Provided data -
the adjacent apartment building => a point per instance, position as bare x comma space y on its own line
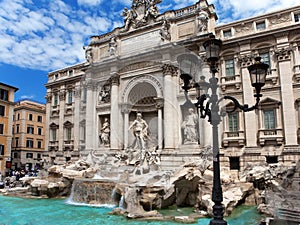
7, 95
134, 69
29, 129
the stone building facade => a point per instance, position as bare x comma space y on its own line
134, 70
7, 96
29, 127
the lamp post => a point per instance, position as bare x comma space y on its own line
258, 72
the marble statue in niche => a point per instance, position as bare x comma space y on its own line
140, 132
202, 22
104, 94
164, 31
104, 133
189, 127
112, 46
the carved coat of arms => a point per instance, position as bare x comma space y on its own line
140, 13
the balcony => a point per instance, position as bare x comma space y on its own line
68, 145
69, 109
229, 81
270, 136
233, 139
53, 145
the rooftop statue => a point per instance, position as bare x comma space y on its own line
140, 13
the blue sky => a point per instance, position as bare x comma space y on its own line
39, 36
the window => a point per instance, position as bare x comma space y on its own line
1, 149
83, 94
272, 159
3, 94
1, 128
261, 25
53, 134
70, 96
234, 163
40, 119
17, 142
55, 100
2, 110
297, 17
269, 119
29, 143
233, 122
39, 144
229, 65
227, 33
29, 155
30, 130
40, 130
68, 133
265, 58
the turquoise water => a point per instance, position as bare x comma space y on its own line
19, 211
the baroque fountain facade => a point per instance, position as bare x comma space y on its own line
122, 131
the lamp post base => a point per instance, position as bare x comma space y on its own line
217, 222
218, 212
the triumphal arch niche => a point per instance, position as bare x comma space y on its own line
136, 97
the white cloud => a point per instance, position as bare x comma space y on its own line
46, 38
27, 97
49, 35
89, 2
230, 10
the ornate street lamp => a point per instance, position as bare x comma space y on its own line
258, 72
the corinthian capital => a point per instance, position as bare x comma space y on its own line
170, 70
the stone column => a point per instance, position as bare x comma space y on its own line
60, 135
48, 113
206, 131
296, 58
76, 94
248, 98
286, 86
91, 131
159, 106
114, 116
169, 108
125, 110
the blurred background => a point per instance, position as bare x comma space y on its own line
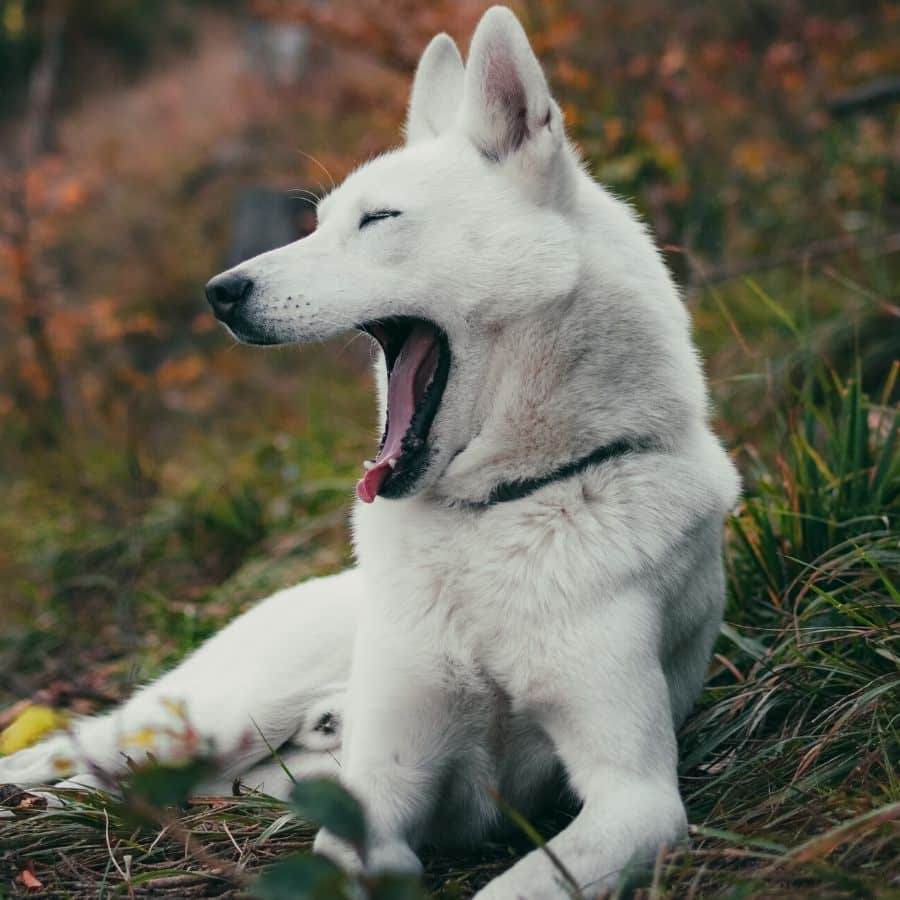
156, 478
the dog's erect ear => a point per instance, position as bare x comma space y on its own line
437, 90
506, 103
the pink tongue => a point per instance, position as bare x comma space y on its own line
409, 379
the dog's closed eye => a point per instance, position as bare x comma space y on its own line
376, 215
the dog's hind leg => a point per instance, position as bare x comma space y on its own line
252, 687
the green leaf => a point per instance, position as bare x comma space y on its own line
325, 802
302, 877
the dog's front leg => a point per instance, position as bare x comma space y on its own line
600, 693
399, 727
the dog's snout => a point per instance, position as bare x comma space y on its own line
226, 292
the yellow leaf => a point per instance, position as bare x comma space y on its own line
29, 727
144, 738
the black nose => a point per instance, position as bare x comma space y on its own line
226, 292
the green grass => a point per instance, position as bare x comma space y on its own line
789, 764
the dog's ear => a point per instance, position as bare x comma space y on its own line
437, 90
506, 103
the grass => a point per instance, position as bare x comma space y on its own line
789, 764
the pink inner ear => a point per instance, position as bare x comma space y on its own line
506, 101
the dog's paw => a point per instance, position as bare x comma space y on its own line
338, 851
45, 763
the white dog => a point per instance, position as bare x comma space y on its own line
539, 536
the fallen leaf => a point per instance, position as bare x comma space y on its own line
29, 727
29, 880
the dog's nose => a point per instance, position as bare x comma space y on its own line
226, 292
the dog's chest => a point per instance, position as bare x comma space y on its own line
491, 589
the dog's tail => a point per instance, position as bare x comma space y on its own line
273, 679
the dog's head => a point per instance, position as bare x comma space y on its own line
490, 270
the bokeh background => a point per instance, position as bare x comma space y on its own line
155, 478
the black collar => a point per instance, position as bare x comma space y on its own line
516, 490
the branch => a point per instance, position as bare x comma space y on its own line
867, 97
884, 243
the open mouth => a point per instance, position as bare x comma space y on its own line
417, 354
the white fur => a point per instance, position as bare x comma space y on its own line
563, 635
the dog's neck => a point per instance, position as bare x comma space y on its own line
560, 395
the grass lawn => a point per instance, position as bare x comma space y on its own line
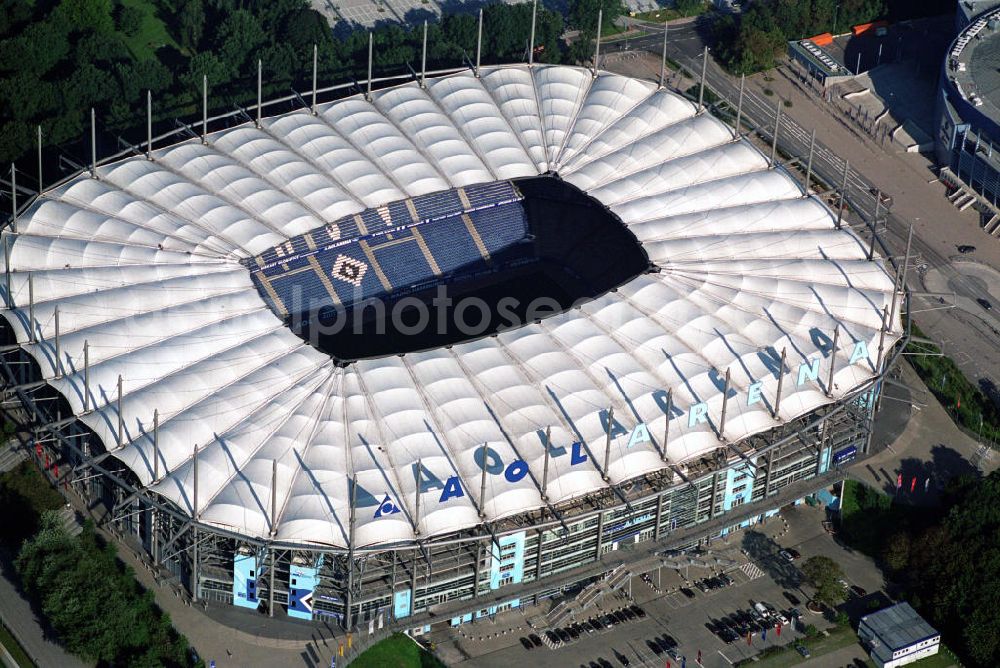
839, 637
14, 648
153, 35
396, 651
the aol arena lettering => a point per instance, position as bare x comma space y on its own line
489, 460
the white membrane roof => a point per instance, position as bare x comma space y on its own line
143, 264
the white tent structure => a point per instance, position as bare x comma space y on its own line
141, 268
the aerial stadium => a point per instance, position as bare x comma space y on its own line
442, 348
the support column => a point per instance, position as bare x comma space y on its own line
663, 60
270, 586
204, 109
725, 405
666, 425
781, 380
774, 137
479, 41
41, 187
531, 42
701, 85
31, 307
260, 78
607, 444
659, 516
194, 517
812, 149
149, 125
739, 107
315, 72
58, 365
86, 376
843, 190
423, 59
833, 361
479, 560
349, 598
539, 553
156, 444
597, 41
93, 143
600, 535
545, 467
482, 486
368, 92
878, 207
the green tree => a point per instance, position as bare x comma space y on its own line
583, 14
825, 574
190, 23
130, 20
238, 42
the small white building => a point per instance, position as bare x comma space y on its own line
897, 636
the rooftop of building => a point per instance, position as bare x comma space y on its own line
974, 63
897, 627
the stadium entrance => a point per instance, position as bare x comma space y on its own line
447, 267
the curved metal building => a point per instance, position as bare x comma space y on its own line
150, 342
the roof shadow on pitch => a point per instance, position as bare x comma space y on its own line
447, 267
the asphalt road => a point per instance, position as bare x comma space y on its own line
685, 46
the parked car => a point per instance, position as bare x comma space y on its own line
792, 598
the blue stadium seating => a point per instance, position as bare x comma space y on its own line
390, 234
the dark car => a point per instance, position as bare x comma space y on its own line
792, 598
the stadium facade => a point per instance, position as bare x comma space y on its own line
713, 341
968, 107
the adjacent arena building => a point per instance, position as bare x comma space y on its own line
445, 350
968, 106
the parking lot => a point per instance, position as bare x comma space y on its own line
759, 573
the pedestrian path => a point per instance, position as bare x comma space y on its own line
751, 570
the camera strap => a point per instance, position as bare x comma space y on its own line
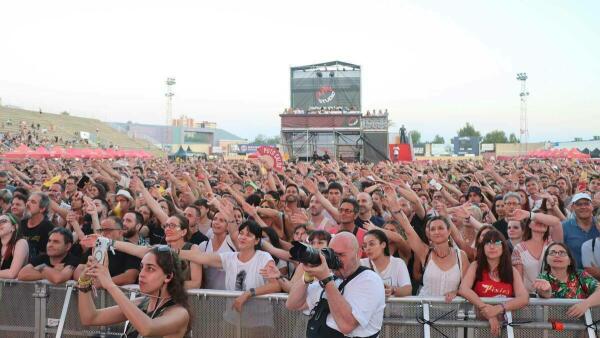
317, 324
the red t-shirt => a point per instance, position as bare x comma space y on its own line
491, 288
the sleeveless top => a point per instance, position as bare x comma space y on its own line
131, 332
437, 282
488, 287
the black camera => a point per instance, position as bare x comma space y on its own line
306, 254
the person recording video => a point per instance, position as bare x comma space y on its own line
162, 310
349, 303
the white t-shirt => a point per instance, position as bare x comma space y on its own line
395, 274
590, 258
366, 296
242, 276
214, 278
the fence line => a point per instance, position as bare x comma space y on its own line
55, 313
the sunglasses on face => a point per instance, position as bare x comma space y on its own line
557, 253
497, 243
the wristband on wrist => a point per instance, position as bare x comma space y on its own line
325, 281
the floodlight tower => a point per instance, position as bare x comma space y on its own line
169, 94
523, 131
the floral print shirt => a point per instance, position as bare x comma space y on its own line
580, 285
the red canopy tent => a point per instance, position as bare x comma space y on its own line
21, 151
40, 152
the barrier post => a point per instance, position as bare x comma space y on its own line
426, 327
589, 321
510, 333
40, 296
63, 314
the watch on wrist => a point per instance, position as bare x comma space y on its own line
325, 281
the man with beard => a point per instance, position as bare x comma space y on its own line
123, 268
365, 211
56, 264
317, 216
291, 209
37, 227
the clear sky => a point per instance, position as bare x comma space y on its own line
433, 64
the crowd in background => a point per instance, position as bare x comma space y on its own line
472, 228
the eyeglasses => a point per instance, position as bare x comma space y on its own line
165, 248
104, 230
493, 243
557, 253
171, 225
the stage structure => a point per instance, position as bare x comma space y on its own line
329, 84
325, 116
349, 137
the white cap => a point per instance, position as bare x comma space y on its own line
580, 196
125, 193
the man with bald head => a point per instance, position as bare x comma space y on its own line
346, 303
365, 211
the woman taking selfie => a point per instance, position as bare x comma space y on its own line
492, 275
561, 279
163, 311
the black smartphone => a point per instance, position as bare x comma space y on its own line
83, 181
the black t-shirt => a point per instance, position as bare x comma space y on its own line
37, 237
378, 221
69, 260
198, 237
502, 226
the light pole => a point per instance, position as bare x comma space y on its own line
523, 129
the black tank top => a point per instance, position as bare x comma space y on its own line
130, 331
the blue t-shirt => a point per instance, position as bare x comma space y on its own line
574, 237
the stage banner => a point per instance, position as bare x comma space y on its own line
272, 155
400, 153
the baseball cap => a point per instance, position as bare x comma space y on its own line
580, 196
476, 190
125, 194
250, 184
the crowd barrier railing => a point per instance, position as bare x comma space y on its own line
40, 309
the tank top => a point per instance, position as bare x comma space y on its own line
488, 287
131, 332
437, 282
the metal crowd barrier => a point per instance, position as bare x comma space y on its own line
40, 309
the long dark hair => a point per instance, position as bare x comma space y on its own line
382, 238
169, 262
571, 269
505, 264
13, 239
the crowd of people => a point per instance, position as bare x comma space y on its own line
471, 228
33, 136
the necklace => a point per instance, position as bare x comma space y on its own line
441, 257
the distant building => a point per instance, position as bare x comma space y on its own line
199, 137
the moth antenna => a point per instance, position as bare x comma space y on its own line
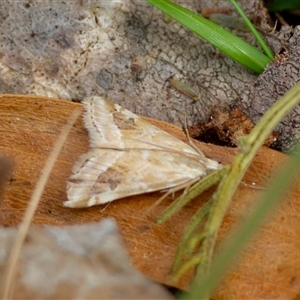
32, 205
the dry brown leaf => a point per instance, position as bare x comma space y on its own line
29, 127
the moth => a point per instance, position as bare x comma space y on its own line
129, 156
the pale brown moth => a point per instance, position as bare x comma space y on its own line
129, 156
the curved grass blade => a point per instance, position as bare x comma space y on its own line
236, 48
256, 34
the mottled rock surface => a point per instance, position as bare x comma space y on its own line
126, 51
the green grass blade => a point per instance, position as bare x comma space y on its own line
229, 253
236, 48
256, 34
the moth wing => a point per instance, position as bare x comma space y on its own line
104, 175
112, 126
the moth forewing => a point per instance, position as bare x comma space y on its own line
129, 156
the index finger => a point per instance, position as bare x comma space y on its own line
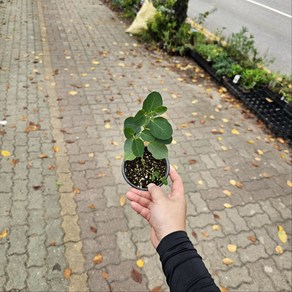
177, 184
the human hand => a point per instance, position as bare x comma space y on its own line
165, 214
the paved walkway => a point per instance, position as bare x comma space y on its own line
69, 76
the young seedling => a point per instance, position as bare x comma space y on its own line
145, 150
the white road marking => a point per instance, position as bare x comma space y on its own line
270, 8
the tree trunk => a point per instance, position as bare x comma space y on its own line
180, 11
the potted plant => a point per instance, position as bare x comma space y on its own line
145, 151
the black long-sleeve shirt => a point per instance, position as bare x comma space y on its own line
183, 266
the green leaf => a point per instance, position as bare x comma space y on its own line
130, 123
167, 141
138, 147
158, 150
160, 110
140, 118
129, 132
152, 101
147, 136
128, 153
160, 128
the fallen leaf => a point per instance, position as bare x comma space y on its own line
122, 200
5, 153
279, 249
93, 229
67, 273
227, 193
157, 289
3, 233
282, 234
42, 156
56, 149
252, 238
98, 259
216, 227
260, 152
234, 132
104, 275
232, 247
205, 233
227, 261
140, 263
227, 205
91, 206
72, 92
136, 276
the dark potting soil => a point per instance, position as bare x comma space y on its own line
140, 174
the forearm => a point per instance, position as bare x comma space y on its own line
183, 266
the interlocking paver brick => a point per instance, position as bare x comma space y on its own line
47, 51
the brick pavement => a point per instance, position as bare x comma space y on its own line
69, 68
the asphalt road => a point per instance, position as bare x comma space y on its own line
269, 21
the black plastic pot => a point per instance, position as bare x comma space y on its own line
137, 187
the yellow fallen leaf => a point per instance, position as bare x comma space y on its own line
282, 234
227, 205
4, 233
140, 263
5, 153
227, 261
232, 247
67, 273
72, 92
98, 259
232, 182
216, 227
260, 152
279, 249
107, 125
122, 200
227, 193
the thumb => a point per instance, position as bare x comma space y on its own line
155, 192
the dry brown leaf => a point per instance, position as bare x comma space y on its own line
157, 289
227, 205
32, 127
67, 273
235, 132
279, 249
56, 149
93, 229
232, 247
104, 275
252, 238
227, 193
227, 261
42, 156
3, 233
140, 263
122, 200
98, 259
136, 276
216, 227
91, 206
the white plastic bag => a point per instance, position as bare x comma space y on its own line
145, 14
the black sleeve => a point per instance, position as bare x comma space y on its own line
183, 266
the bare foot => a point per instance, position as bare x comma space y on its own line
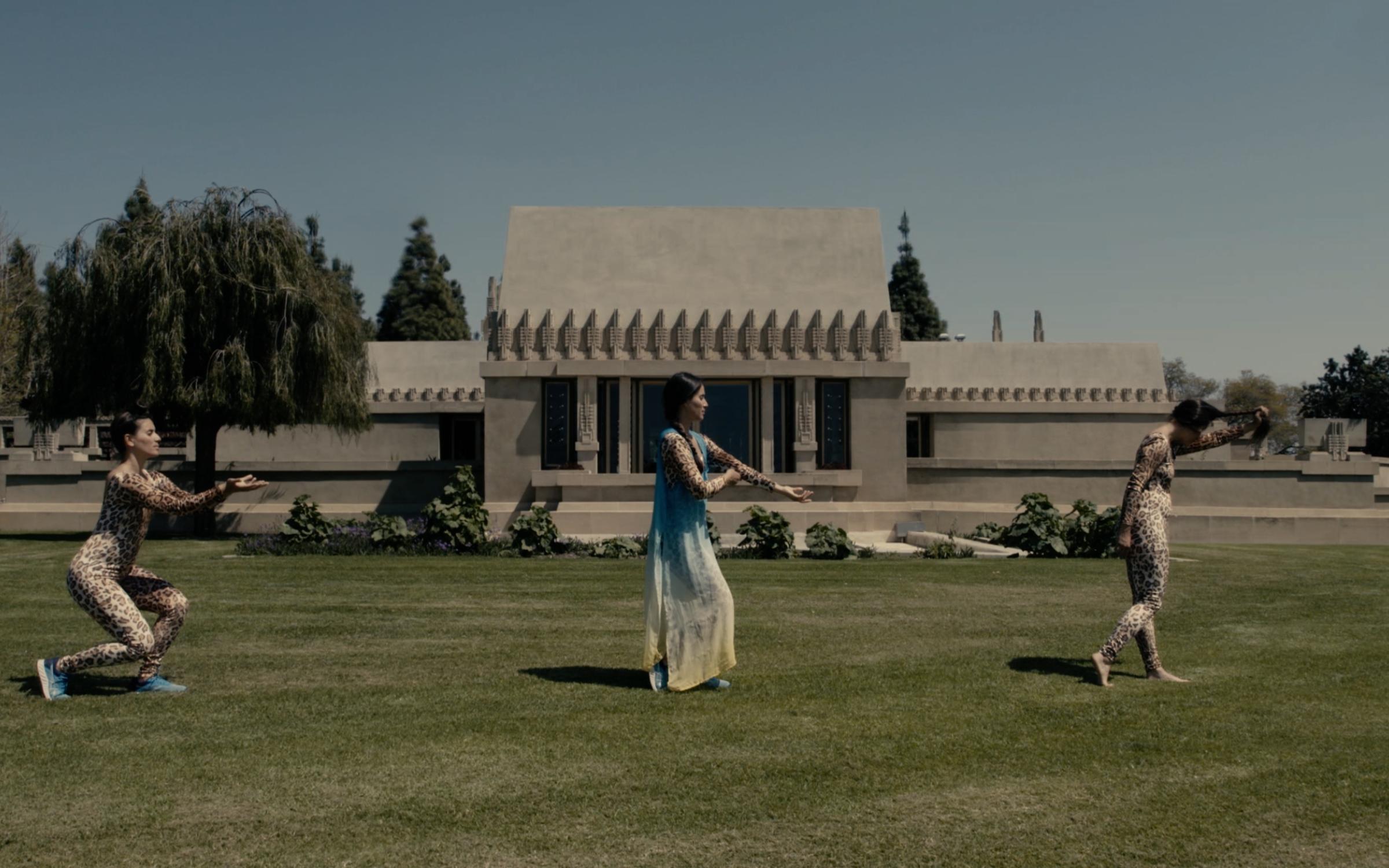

Exercise goal -
Please retype the entries above word for word, but only from the line containing "the black long-sleeve" through the last line, and without the pictures.

Solution to this task -
the black long-sleeve shirt => a point per instance, position as bare x comma space y on its own line
183, 266
the green leaf => a point per instance, position as bare x comma space y on its own line
130, 123
167, 141
138, 147
158, 150
160, 110
140, 118
129, 132
152, 101
147, 136
128, 153
160, 128
the fallen leaf => a point per instance, position as bare x comma space y on its own line
122, 200
5, 153
279, 249
93, 229
67, 273
227, 193
157, 289
3, 233
282, 234
42, 156
56, 149
252, 238
98, 259
216, 227
260, 152
234, 132
104, 275
232, 247
205, 233
227, 261
140, 263
227, 205
91, 206
72, 92
136, 276
the dark potting soil => a point per instance, position as bare x comma space y on its own line
140, 174
the forearm => a point per instance, position as bare x comma space y on its own line
183, 266
the interlocking paver brick => a point per instance, position as bare x comma space y on its own line
47, 51
the brick pavement => a point per instance, position as bare x comma space y on its own line
69, 68
the asphalt road => a point per instance, position as bare x comma space y on its own line
269, 21
the black plastic pot => a point per instance, position as bare x comma space y on its own line
137, 187
the yellow fallen leaf => a point per instance, position as bare x comma space y on its own line
282, 234
227, 205
4, 233
140, 263
5, 153
227, 261
232, 247
67, 273
72, 92
98, 259
232, 182
216, 227
260, 152
279, 249
107, 125
122, 200
227, 193
the thumb => a point per instance, position as bare x comma space y on its own line
155, 192
the dry brown leaf => a point per instance, position as bare x comma space y on its own line
157, 289
227, 205
32, 127
67, 273
235, 132
279, 249
56, 149
93, 229
232, 247
104, 275
252, 238
227, 193
227, 261
42, 156
3, 233
140, 263
122, 200
98, 259
136, 276
216, 227
91, 206
the white plastic bag => a point per instance, position as bare x comma space y on its own line
145, 14
the black sleeve => a point per instance, position as bare x comma space y on its own line
183, 266
the bare foot => a point per instance, position as bare x comma space y on its own line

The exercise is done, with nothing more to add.